====== Supplied entries

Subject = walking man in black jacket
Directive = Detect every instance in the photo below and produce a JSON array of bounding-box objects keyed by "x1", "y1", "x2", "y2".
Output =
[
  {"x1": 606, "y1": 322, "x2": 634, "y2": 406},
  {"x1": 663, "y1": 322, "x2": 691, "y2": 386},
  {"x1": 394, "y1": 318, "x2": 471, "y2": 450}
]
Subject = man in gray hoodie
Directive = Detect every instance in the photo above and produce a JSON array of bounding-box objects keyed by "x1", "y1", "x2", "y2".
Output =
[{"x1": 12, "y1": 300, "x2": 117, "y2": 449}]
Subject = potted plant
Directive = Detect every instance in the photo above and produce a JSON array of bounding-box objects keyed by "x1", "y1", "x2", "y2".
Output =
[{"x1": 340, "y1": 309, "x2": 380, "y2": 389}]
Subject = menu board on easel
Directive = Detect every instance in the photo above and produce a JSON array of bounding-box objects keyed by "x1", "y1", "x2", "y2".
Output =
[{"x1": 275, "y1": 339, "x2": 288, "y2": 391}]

============

> Problem
Track down all lines above with the string "Subject" and copy them.

> Answer section
Subject = walking man in black jacket
Subject = man in gray hoodie
Subject = potted plant
Subject = menu board on easel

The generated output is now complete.